** Opening DOCUMENT SEGMENT block **

Skip to main content

Kiln AI

Project description

Kiln AI Core Library

Kiln AI Logo

PyPI - Version PyPI - Python Version Docs


Installation

pip install kiln_ai

About

This package is the Kiln AI core library. There is also a separate desktop application and server package. Learn more about Kiln AI at kiln.tech and on Github: github.com/Kiln-AI/kiln.

Guide: Using the Kiln Python Library

In this guide we'll walk common examples of how to use the library.

Documentation

The library has a comprehensive set of docs.

Table of Contents

Installation

pip install kiln-ai

Connecting AI Providers (OpenAI, OpenRouter, Ollama, etc)

The easiest way to connect AI providers is to use the Kiln app UI. Once connected in the UI, credentials will be stored to ~/.kiln_ai/settings.yml, which will be available to the library.

For configuring credentials from code or connecting custom servers/model, see Adding Custom Model or AI Provider from Code.

Using the Kiln Data Model

Understanding the Kiln Data Model

Kiln projects are simply a directory of files (mostly JSON files with the extension .kiln) that describe your project, including tasks, runs, and other data.

This dataset design was chosen for several reasons:

  • Git compatibility: Kiln project folders are easy to collaborate on in git. The filenames use unique IDs to avoid conflicts and allow many people to work in parallel. The files are small and easy to compare using standard diff tools.
  • JSON allows you to easily load and manipulate the data using standard tools (pandas, polars, etc)

** Closing DOCUMENT SEGMENT block **

WORK REQUEST 1
List every AI provider named in the heading on connecting AI providers in the Kiln AI library description.
WORK REQUEST 2
From the Kiln AI library description, extract the passage between "In this guide" and "OpenRouter, Ollama, etc)", inclusive.
WORK REQUEST 3
Extend the Kiln AI library description, picking up directly after its final sentence.

** Opening DATA PROVIDED block **

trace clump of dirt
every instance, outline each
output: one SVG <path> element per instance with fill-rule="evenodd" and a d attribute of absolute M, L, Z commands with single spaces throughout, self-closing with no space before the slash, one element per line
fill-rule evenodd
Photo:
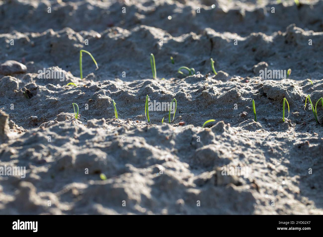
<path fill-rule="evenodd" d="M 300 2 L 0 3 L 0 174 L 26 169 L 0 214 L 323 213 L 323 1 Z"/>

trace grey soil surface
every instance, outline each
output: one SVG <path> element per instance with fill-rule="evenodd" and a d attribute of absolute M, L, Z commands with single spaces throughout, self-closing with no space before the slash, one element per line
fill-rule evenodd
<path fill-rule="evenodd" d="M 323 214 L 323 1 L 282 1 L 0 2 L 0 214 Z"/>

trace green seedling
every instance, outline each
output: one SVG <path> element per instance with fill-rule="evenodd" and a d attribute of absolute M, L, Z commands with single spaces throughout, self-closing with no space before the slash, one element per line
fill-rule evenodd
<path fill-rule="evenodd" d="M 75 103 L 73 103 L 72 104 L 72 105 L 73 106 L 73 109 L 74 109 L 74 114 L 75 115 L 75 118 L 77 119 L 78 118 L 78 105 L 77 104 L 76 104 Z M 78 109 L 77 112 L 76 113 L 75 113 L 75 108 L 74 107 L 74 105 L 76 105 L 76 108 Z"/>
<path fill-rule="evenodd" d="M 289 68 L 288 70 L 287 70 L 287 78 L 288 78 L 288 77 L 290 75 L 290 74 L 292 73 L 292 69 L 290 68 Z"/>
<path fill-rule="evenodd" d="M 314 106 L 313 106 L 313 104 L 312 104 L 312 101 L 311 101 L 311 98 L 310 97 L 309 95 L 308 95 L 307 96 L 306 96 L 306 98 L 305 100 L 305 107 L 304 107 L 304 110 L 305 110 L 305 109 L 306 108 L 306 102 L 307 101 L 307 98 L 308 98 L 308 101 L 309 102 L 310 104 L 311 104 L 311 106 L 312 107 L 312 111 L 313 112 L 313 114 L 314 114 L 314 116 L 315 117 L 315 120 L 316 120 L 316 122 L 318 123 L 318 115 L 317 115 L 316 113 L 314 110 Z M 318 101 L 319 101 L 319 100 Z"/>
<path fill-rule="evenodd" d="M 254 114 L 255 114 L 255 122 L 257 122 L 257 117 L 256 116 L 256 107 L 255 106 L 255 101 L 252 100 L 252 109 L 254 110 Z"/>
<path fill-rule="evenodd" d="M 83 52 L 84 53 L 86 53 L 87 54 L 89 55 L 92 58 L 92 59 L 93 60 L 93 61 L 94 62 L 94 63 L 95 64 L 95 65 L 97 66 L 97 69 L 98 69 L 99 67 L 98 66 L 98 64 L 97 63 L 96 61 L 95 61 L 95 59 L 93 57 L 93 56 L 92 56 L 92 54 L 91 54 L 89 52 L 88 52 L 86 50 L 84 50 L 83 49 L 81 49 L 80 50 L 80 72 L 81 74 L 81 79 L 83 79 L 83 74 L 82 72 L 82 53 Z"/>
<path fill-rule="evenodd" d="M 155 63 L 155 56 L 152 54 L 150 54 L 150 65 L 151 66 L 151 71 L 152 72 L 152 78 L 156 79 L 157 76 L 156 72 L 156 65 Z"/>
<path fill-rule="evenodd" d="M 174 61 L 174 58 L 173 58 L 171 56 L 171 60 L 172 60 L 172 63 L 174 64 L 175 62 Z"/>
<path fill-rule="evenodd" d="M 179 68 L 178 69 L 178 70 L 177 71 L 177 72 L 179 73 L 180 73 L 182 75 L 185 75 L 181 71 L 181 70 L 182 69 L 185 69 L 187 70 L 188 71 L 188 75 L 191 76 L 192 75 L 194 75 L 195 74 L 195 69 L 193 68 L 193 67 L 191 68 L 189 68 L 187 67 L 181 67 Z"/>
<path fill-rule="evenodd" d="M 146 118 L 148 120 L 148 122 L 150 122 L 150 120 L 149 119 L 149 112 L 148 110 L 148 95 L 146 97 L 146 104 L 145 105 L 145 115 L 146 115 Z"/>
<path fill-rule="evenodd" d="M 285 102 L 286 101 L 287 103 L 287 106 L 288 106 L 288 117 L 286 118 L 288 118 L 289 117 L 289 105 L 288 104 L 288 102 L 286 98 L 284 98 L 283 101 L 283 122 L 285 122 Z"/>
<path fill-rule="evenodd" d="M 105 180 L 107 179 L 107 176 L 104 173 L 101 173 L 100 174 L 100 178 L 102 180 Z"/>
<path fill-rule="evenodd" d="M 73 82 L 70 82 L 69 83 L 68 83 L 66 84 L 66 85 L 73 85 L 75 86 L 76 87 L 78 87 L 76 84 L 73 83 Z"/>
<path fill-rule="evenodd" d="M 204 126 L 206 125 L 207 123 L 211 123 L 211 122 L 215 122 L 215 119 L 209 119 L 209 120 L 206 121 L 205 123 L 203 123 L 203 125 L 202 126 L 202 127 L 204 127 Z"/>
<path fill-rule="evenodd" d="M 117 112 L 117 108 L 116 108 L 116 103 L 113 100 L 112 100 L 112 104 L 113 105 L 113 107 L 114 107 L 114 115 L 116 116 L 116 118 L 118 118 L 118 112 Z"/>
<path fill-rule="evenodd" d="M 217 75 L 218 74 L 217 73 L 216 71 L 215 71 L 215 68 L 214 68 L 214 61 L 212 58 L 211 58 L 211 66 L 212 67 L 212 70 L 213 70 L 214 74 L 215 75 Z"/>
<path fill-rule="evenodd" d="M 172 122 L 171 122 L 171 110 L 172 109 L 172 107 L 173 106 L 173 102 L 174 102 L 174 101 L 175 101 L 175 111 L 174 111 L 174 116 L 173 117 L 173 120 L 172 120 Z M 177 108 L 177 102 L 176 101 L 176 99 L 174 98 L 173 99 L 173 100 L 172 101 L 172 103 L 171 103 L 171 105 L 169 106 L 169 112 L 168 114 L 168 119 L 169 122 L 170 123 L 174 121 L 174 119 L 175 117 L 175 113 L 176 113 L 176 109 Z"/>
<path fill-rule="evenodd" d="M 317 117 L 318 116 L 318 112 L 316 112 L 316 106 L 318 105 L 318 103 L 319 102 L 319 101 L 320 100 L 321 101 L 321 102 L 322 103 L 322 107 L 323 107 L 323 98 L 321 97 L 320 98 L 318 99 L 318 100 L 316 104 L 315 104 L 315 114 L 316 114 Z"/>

** Closing DATA PROVIDED block **
** Opening DATA PROVIDED block **

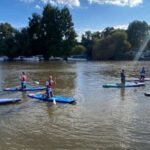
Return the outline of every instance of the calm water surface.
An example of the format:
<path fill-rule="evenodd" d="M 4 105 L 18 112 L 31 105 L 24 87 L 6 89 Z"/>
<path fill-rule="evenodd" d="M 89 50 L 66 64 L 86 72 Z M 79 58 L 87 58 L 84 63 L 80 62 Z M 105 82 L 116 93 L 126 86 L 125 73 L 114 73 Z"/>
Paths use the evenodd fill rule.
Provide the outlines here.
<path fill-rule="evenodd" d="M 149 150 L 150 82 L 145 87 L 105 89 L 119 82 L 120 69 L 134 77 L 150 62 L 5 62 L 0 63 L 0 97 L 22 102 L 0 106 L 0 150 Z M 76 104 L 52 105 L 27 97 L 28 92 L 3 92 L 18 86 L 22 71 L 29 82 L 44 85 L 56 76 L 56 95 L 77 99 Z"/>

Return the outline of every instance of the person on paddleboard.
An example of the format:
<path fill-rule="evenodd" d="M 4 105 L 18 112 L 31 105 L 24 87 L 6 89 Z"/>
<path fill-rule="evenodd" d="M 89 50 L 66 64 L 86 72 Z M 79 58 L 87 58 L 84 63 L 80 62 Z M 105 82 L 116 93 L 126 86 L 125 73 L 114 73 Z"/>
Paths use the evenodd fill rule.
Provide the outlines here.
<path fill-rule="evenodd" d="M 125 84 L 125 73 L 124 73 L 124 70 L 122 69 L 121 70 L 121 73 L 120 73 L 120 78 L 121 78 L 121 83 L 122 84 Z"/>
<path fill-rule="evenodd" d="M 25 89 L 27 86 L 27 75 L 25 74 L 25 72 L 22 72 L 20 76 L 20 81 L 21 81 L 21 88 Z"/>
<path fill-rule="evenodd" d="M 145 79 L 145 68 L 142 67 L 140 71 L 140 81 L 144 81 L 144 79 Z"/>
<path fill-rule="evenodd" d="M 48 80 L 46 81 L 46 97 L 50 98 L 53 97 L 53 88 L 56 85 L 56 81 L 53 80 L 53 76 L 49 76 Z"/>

** Closing DATA PROVIDED block **

TASK RESPONSE 1
OpenAI, OpenRouter, Ollama

TASK RESPONSE 2
In this guide we'll walk common examples of how to use the library.

Documentation

The library has a comprehensive set of docs.

Table of Contents

Installation

pip install kiln-ai

Connecting AI Providers (OpenAI, OpenRouter, Ollama, etc)

TASK RESPONSE 3
The Kiln Python library provides a set of Python classes that which help you easily interact with your Kiln dataset. Using the library to load and manipulate your dataset is the fastest way to get started, and will guarantees you don't insert any invalid data into your dataset. There's extensive validation when using the library, so we recommend using it to load and manipulate your dataset over direct JSON manipulation.

Datamodel Overview

Here's a high level overview of the Kiln datamodel. A project folder will reflect this nested structure:

  • Project: a Kiln Project that organizes related tasks
    • Task: a specific task including prompt instructions, input/output schemas, and requirements
      • TaskRun: a sample (run) of a task including input, output and human rating information
      • Finetune: configuration and status tracking for fine-tuning models on task data
      • Prompt: a prompt for this task
      • DatasetSplit: a frozen collection of task runs divided into train/test/validation splits

Load a Project

Assuming you've created a project in the Kiln UI, you'll have a project.kiln file in your ~/Kiln Projects/Project Name directory.

from kiln_ai.datamodel import Project

project = Project.load_from_file("path/to/your/project.kiln")
print("Project: ", project.name, " - ", project.description)

# List all tasks in the project, and their dataset sizes
tasks = project.tasks()
for task in tasks:
    print("Task: ", task.name, " - ", task.description)
    print("Total dataset size:", len(task.runs()))

Load an Existing Dataset into a Kiln Task Dataset

If you already have a dataset in a file, you can load it into a Kiln project.

Important: Kiln will validate the input and output schemas, and ensure that each datapoint in the dataset is valid for this task.

  • Plaintext input/output: ensure "output_json_schema" and "input_json_schema" not set in your Task definition.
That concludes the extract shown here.